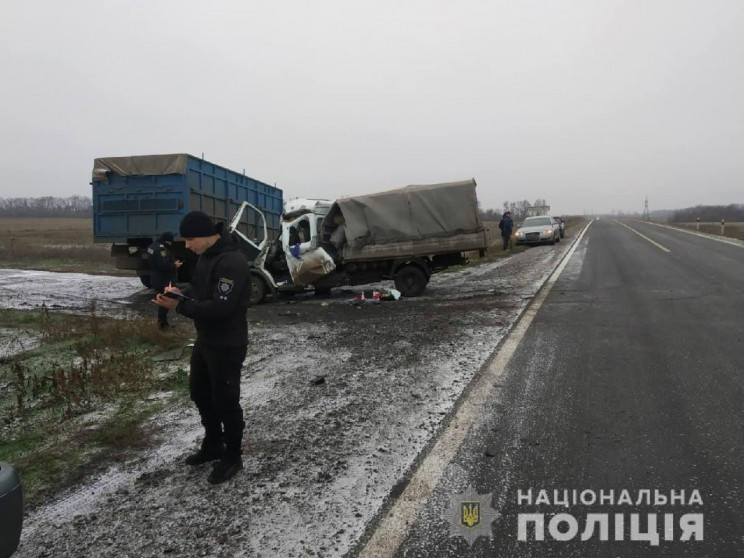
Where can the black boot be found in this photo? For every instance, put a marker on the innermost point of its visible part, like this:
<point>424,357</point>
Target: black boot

---

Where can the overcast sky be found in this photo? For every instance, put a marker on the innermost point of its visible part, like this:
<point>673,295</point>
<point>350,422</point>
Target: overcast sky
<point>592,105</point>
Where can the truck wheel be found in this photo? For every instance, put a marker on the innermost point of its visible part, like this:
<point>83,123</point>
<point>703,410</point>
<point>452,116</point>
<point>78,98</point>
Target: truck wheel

* * *

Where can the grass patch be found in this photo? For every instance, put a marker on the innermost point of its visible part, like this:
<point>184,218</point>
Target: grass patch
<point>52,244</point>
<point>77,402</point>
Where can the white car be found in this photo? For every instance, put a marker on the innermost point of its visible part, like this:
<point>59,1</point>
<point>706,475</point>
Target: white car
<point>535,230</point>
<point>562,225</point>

__Activity__. Within the records above, work out on how many lines the string "boot" appears, and give only that number.

__Completed exercise__. 2